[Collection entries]

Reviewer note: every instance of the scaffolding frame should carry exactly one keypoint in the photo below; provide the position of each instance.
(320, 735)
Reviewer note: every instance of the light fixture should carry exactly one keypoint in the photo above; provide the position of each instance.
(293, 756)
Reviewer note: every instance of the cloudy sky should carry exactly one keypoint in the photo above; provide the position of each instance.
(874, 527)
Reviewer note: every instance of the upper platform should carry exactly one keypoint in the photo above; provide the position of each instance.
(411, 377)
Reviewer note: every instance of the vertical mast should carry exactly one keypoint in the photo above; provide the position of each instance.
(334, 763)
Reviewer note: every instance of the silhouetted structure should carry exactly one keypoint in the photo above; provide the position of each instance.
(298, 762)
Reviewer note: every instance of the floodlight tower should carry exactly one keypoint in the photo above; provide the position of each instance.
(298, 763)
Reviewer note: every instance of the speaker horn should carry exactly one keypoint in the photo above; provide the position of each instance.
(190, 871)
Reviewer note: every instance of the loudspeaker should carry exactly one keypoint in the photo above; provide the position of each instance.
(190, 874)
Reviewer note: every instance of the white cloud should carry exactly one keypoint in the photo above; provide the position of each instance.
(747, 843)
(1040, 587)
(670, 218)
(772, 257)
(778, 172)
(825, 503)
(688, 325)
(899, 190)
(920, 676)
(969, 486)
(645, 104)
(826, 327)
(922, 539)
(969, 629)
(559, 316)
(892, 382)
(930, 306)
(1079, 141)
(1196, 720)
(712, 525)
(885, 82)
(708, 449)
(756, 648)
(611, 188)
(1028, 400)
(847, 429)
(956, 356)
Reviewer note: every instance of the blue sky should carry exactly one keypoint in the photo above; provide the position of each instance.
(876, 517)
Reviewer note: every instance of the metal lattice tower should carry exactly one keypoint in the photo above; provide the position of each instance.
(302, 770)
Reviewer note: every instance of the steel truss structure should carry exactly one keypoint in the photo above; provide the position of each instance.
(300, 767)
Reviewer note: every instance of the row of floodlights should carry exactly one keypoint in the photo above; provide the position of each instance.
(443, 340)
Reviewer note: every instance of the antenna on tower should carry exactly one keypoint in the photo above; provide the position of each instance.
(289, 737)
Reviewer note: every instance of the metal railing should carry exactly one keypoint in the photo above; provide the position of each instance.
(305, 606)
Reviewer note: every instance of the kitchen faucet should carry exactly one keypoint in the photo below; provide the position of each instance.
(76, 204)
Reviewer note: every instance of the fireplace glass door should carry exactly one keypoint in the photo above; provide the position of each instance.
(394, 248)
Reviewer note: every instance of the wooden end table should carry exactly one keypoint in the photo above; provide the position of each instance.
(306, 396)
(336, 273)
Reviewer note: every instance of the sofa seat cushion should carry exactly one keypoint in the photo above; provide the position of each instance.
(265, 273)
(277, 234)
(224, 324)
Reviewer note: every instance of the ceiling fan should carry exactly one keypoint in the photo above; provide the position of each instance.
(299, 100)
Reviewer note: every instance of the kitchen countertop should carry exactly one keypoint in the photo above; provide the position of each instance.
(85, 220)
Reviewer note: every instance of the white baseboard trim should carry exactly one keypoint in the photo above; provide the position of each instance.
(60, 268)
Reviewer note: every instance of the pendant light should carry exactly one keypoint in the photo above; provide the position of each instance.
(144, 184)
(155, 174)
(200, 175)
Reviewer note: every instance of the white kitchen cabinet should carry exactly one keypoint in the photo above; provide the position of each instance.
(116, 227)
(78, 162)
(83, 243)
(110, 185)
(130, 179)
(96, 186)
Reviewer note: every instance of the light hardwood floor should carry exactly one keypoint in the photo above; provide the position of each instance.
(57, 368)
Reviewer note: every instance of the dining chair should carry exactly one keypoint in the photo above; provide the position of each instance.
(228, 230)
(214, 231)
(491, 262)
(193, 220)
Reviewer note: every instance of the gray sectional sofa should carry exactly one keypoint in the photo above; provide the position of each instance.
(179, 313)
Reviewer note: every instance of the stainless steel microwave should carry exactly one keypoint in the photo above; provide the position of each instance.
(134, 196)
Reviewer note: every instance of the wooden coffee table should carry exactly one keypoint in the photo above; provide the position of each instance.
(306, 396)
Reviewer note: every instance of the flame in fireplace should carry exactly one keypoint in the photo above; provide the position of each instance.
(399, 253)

• _Task brief_:
Print every record above exactly as it stands.

• _Expected output_:
Reviewer note: every instance of the scaffolding frame should carry exactly one keypoint in the photo below; provide the position of each instance.
(320, 735)
Reviewer note: every instance of the light fixture should carry exactly one keypoint in the photo above; provide the position of each instance.
(293, 756)
Reviewer note: every instance of the cloudy sky should carry exactly one keypoint in the photo above; provide the position of each instance.
(874, 527)
Reviewer note: every instance of the upper platform should carry exactly one keypoint in the photo above; provide the position of each instance.
(411, 377)
Reviewer note: every instance of the vertical mast should carry exactly one keypoint in the photo above; provide the position of each instance.
(334, 763)
Reviewer note: every instance of the silhouetted structure should carry exactly one keypoint in the photo above; provide the position of each instance.
(298, 762)
Reviewer note: every instance of the floodlight tower should carry exactly one keypoint in the photo above; provide the position of each instance.
(298, 763)
Reviewer note: every instance of the speaker horn should carry exactly one keypoint in the photo above; provide the position of each instance.
(190, 871)
Reviewer note: every instance of the loudspeaker should carry exactly one keypoint in the photo above; provide the position of each instance.
(190, 874)
Reviewer note: every instance of the white cloud should carry exactly one keypoint in the photo above; provide the position of each instance.
(747, 843)
(1040, 587)
(670, 218)
(772, 257)
(778, 172)
(825, 503)
(688, 325)
(899, 190)
(920, 676)
(969, 486)
(645, 104)
(826, 327)
(922, 539)
(969, 629)
(559, 316)
(892, 382)
(930, 306)
(1079, 141)
(1196, 720)
(712, 525)
(885, 82)
(708, 449)
(756, 648)
(611, 188)
(1028, 400)
(847, 429)
(956, 356)
Reviewer note: every instance of the blue sky should carry exactly one keypoint in the photo above; provide the position of each instance.
(876, 517)
Reviewer note: every instance of the metal lattice tower should carry exactly one keypoint in the photo above; provide the position of each instance.
(302, 770)
Reviewer note: every instance of the steel truss structure should carry exactly one keypoint in the photo above; provide the position of each instance.
(300, 767)
Reviewer note: every instance of the row of floodlights should carry exactly one keypoint in the photo above; provide the position of each instance.
(443, 340)
Reviewer note: every instance of the antenna on tower should carry exactly one keypoint in the photo above; provide the position of each instance.
(289, 737)
Reviewer note: every instance of the metal railing should carry exactly one keypoint in the photo above; provide the position of each instance.
(305, 606)
Reviewer note: every instance of the kitchen faucet should carry exactly one keypoint in the photo below; provide the position of each instance.
(76, 204)
Reviewer note: every instance of the fireplace glass door should carry exactly one keypoint in the photo above; provide the position of each instance.
(394, 248)
Reviewer note: every instance of the wooden end table should carry exactly one keypoint in the photo above; provide the position of each instance.
(306, 396)
(336, 273)
Reviewer note: every instance of the sofa seat cushion should carry exactly one keypoint in the photo above; provide the position of each instance.
(265, 273)
(277, 234)
(224, 324)
Reviewer note: every instance of the ceiling fan should carry exactly one keypoint in the photo above; provide the position of each instance.
(299, 100)
Reviewer note: every instance of the kitchen countertop should carry exactly one keypoint in the photo above; provide the position of each instance.
(85, 220)
Reviewer note: every instance of the white baseboard trim should carry exactly one keypoint in the photo above; provide the position of each instance.
(60, 268)
Reviewer note: every instance of the pendant light should carry exactly one keypoint in the photo above; provide the position of each instance.
(144, 184)
(155, 174)
(200, 175)
Reviewer note: every instance of the white kitchen cabinet should carry exactly one keypoint in the photo above; provide the position of each instance.
(116, 227)
(78, 162)
(83, 243)
(110, 185)
(130, 179)
(96, 186)
Reviewer note: every instance of the light hardwood floor should carry exactly one keypoint in the photo above; provide the position of each instance.
(57, 368)
Reviewer note: every instance of the dining chair should carry exactly one keypoint in the photo above; provide the position of each instance.
(228, 230)
(214, 231)
(491, 262)
(193, 220)
Reviewer note: every instance of the gray sectional sofa should carry exactly one keypoint in the photo above; provide the position of each instance.
(179, 313)
Reviewer note: every instance of the stainless steel microwave should carry exactly one keypoint in the photo above; provide the position of each instance.
(134, 196)
Reviewer note: every instance of the wooden coffee table should carry exactly one keypoint in the photo above; provide the position of each instance.
(306, 396)
Reviewer note: every instance of the flame in fireplace should carry exactly one keypoint in the photo above; provide the position of each instance.
(399, 253)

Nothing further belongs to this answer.